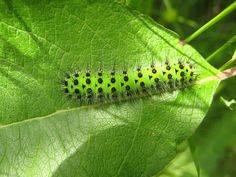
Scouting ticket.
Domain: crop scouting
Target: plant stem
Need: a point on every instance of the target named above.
(223, 47)
(233, 59)
(217, 18)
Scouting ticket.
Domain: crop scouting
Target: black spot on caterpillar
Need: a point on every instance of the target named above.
(93, 87)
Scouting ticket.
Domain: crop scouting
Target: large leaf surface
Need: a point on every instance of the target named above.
(42, 133)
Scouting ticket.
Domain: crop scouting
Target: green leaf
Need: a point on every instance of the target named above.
(42, 133)
(181, 166)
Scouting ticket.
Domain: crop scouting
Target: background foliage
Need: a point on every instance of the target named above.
(214, 143)
(34, 49)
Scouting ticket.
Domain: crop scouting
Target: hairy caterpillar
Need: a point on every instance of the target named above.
(92, 87)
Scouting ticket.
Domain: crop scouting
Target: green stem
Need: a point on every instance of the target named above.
(217, 18)
(223, 47)
(228, 63)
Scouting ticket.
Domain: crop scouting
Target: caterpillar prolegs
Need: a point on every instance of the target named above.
(113, 85)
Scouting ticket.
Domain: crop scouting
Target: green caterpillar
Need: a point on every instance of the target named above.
(92, 87)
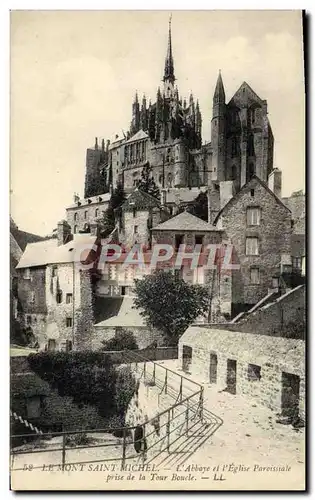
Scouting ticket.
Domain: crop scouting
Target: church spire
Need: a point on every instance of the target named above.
(219, 94)
(169, 62)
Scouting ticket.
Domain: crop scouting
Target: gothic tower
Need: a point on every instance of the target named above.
(169, 77)
(218, 138)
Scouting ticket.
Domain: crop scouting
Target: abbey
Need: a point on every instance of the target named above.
(167, 136)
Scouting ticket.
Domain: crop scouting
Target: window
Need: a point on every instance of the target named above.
(27, 274)
(51, 345)
(253, 216)
(253, 373)
(179, 239)
(234, 146)
(254, 276)
(199, 240)
(297, 262)
(69, 298)
(199, 277)
(68, 322)
(252, 246)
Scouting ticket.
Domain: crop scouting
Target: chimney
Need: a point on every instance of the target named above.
(163, 197)
(63, 232)
(95, 229)
(275, 182)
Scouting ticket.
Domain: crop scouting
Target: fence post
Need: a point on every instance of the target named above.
(168, 426)
(154, 374)
(187, 417)
(201, 400)
(144, 443)
(124, 450)
(181, 389)
(63, 460)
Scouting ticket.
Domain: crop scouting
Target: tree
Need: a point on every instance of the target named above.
(147, 183)
(170, 304)
(107, 221)
(122, 341)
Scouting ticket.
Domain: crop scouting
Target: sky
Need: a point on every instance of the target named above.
(74, 75)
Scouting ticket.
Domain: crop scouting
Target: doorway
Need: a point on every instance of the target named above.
(231, 376)
(213, 368)
(290, 395)
(187, 358)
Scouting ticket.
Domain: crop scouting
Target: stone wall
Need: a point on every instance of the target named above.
(273, 233)
(273, 357)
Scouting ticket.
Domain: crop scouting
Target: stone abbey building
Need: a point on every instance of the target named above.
(167, 136)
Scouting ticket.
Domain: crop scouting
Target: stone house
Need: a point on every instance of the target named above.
(258, 225)
(55, 288)
(137, 215)
(84, 212)
(269, 370)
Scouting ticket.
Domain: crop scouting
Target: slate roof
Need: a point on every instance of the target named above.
(118, 312)
(140, 200)
(185, 222)
(100, 198)
(48, 251)
(241, 191)
(138, 136)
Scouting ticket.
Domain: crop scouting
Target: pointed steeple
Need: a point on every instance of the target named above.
(169, 62)
(219, 94)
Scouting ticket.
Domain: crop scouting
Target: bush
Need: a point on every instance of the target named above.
(122, 341)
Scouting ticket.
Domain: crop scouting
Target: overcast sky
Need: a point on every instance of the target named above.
(74, 75)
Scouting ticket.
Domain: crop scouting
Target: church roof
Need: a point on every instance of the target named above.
(185, 222)
(140, 200)
(48, 252)
(138, 136)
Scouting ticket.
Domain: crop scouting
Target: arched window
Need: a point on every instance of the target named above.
(234, 146)
(169, 179)
(234, 172)
(250, 171)
(251, 149)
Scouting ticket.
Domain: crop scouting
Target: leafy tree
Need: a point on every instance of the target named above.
(122, 341)
(147, 183)
(199, 208)
(107, 221)
(170, 304)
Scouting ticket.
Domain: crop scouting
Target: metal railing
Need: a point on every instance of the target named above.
(185, 400)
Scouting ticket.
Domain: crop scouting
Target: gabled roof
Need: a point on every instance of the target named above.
(140, 200)
(138, 136)
(48, 252)
(185, 222)
(244, 188)
(248, 88)
(91, 200)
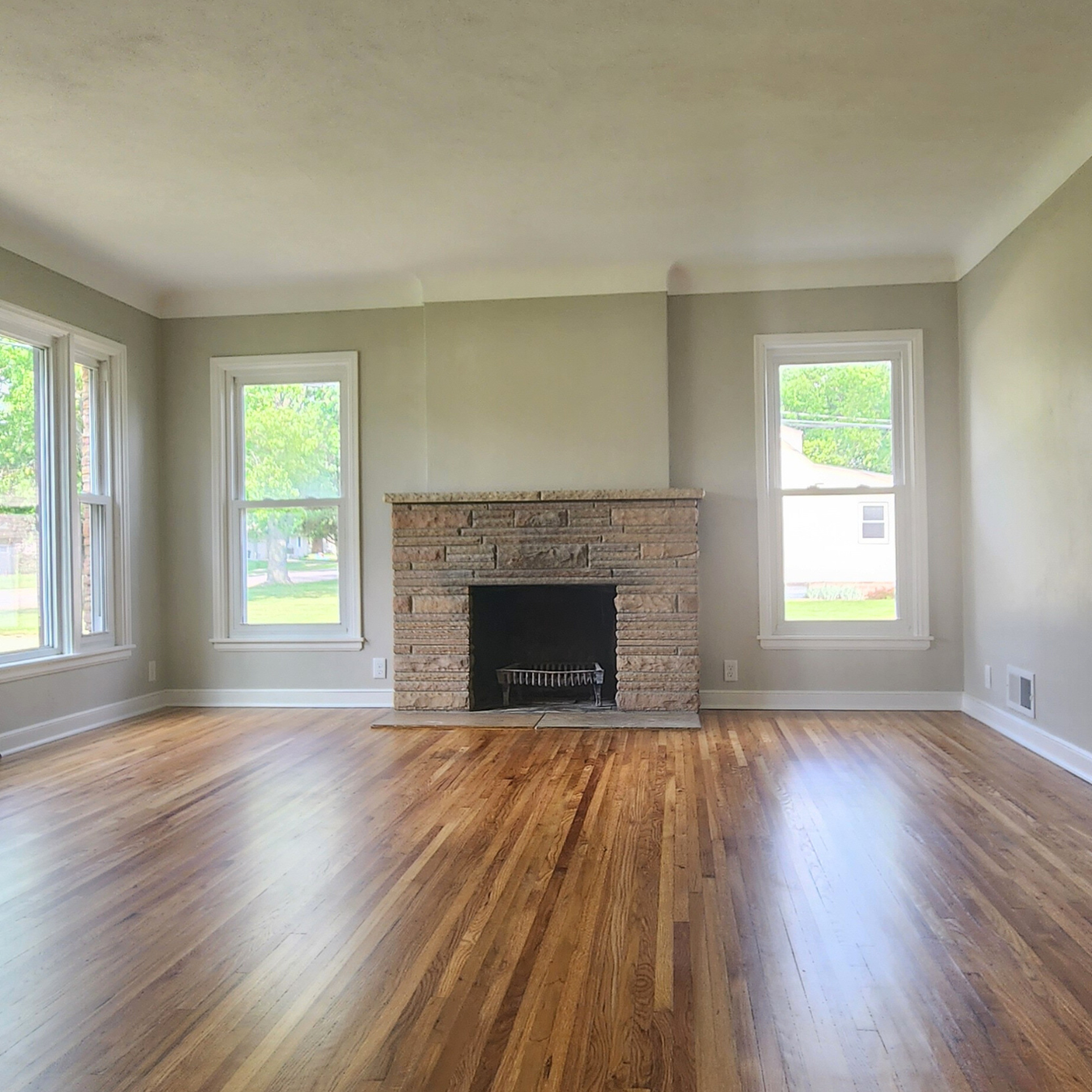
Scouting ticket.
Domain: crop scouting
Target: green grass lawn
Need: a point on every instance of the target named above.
(10, 580)
(840, 611)
(293, 604)
(296, 564)
(19, 630)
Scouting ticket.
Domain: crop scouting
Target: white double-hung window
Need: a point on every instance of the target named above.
(63, 540)
(286, 502)
(841, 490)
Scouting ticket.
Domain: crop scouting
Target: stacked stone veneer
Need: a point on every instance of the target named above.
(645, 542)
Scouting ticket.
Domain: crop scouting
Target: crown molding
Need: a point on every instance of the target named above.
(22, 236)
(696, 278)
(1048, 171)
(532, 283)
(351, 294)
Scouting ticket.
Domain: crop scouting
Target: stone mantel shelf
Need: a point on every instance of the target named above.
(548, 496)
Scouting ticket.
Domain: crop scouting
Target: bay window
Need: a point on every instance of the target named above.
(63, 558)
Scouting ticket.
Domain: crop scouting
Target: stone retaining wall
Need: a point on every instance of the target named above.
(645, 542)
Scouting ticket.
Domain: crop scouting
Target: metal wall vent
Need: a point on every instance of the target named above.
(1021, 690)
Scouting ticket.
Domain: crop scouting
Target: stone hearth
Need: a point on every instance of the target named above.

^^^^

- **Given task**: Copy each line of the records precisely and drop any images they hold.

- **Task answer**:
Scouting ticket.
Domain: crop scouting
Target: plant stem
Need: a point on every instance of the target named above.
(223, 47)
(233, 59)
(217, 18)
Scouting ticket.
Domain: crop scouting
Target: black spot on caterpillar
Need: a point on every instance of the target named above.
(93, 87)
Scouting ticket.
Domain: crop scouting
Target: large leaf surface
Need: a point on every instance of the target named above.
(42, 133)
Scouting ticket.
Domain: crop scouting
Target: green leaf
Need: a point on every instance of the target named above.
(42, 133)
(181, 166)
Scouting ticket.
Domain: crop scouting
Target: background foliage
Need: a point on every instance of the target named above.
(214, 143)
(34, 49)
Scouting ticket.
Domain: crop scouting
Target: hairy caterpillar
Need: a point on every instance of the target named above.
(92, 87)
Scouting ticket.
Domain: crop scouting
Target: green stem
Need: a point on every instance of the target named above.
(217, 18)
(223, 47)
(228, 63)
Scouting ticket.
Domain: crop scouting
Target: caterpillar prolegs
Need: a point on every instance of the target named above.
(113, 85)
Scouting ticket.
Domain: crop scouting
Target: green caterpillar
Need: a point on every instance of the target named above.
(92, 87)
Scouting ticket.
Domain: crop scouting
Target: church spire
Need: a point on every instance of the target named above.
(219, 94)
(169, 62)
Scouting ticket.
Domain: crop scouting
Target: gothic tower
Need: a point on every instance of the target named above.
(169, 77)
(218, 138)
Scouting ticket.
Domain: crop scouting
Target: abbey
Need: a point on every instance of the target named above.
(167, 136)
Scouting ticket.
Domain: crop scouting
Target: window
Need: a point on every instance of the target named above.
(27, 274)
(51, 345)
(253, 216)
(253, 373)
(179, 239)
(234, 146)
(254, 276)
(199, 240)
(297, 262)
(69, 298)
(199, 277)
(68, 322)
(252, 246)
Scouting ticket.
Domain: crop scouting
Target: chimney
Need: a point on every instance of the target named above.
(163, 197)
(63, 232)
(95, 229)
(275, 182)
Scouting ticket.
Domain: crop scouting
Target: fence post
Need: a point on every instance of the target named above.
(168, 426)
(154, 374)
(187, 417)
(201, 400)
(144, 443)
(124, 450)
(181, 389)
(63, 460)
Scouting ticket.
Domain: crop scouting
Target: tree
Need: a point on every instance of the target named above.
(147, 183)
(170, 304)
(107, 221)
(122, 341)
Scouting ticket.
Domain: crop scouting
Target: sky
Need: a point on every instance of the target named above.
(74, 75)
Scouting ticket.
Domain: crop scouting
Target: doorway
Need: a point on every instance of the target named above.
(231, 376)
(213, 368)
(290, 395)
(187, 358)
Scouting ticket.
Domain: crop scouting
Target: stone wall
Need: a point on every instance of the target named above.
(273, 233)
(273, 357)
Scouting ticket.
Domain: crop scouting
Target: stone abbey building
Need: a point on every instance of the target named above.
(167, 136)
Scouting ticket.
Domain: crop scouting
Target: stone house
Need: a point on every instance of the target named above.
(258, 225)
(55, 288)
(137, 215)
(84, 212)
(269, 370)
Scouting ticket.
Domain: crop scouting
Target: slate roof
Need: a point on every instance of the target named above.
(118, 312)
(140, 200)
(185, 222)
(100, 198)
(48, 251)
(241, 191)
(138, 136)
Scouting ticket.
Domain: crop scouting
Target: pointed steeple
Need: a point on every instance of the target named above.
(169, 62)
(219, 94)
Scouting ticket.
Domain: crop scouting
Target: bush
Need: a point on every instance of the target named above.
(122, 341)
Scouting ticket.
Domain: crop scouting
Target: overcast sky
Need: a point on every instance of the target named above.
(74, 75)
Scouting ticket.
Domain: crop scouting
Target: church roof
Need: a point on every instance of the target named above.
(185, 222)
(140, 200)
(48, 252)
(138, 136)
Scouting ticket.
Domain: crop scouting
Target: arched window
Need: a point on every instance of the target named above.
(234, 146)
(169, 179)
(234, 172)
(250, 171)
(251, 149)
Scouting ticket.
Domain: crop scouting
Target: leafy tree
Need: a point on every instance of the target named above.
(122, 341)
(147, 183)
(199, 208)
(107, 221)
(170, 304)
Scouting ticket.
Domain: crop scouting
Target: metal railing
Need: a point on every instance of the target named above.
(185, 400)
Scouting ticket.
Domain: crop scouting
Target: gabled roof
Need: a point on every instance of the target named above.
(140, 200)
(138, 136)
(48, 252)
(185, 222)
(244, 188)
(248, 88)
(91, 200)
Scouting ticket.
Domain: crop scouting
Target: green grass lawn
Need: a point on every instance of the target named above.
(10, 580)
(840, 611)
(293, 604)
(296, 564)
(19, 630)
Scouting ticket.
Domain: crop scouting
Target: white double-hung window
Need: a point on every instance of the target named above.
(63, 540)
(286, 502)
(841, 490)
Scouting ticket.
Domain: crop scouting
Target: stacked stone veneer
Need: a point on every instance of the target named above.
(645, 542)
Scouting ticket.
Domain: crop scouting
Target: crown molding
Need: a point on every instance of the target named above.
(22, 236)
(696, 278)
(1048, 171)
(532, 283)
(351, 294)
Scouting ticket.
Domain: crop scouting
Target: stone mantel shelf
Need: a point on every instance of the target named above.
(548, 496)
Scouting ticket.
Domain: crop scouting
Target: bay window
Need: a point on every instance of the target named above.
(63, 558)
Scouting ticket.
Domain: crop scouting
Target: stone retaining wall
Need: a point on every instance of the target named above.
(645, 542)
Scouting ticket.
Domain: crop scouting
Target: metal wall vent
Need: a point on every instance of the target named above.
(1021, 690)
Scouting ticket.
Domain: crop scouting
Target: stone hearth
Need: a point on every instance of the target named above.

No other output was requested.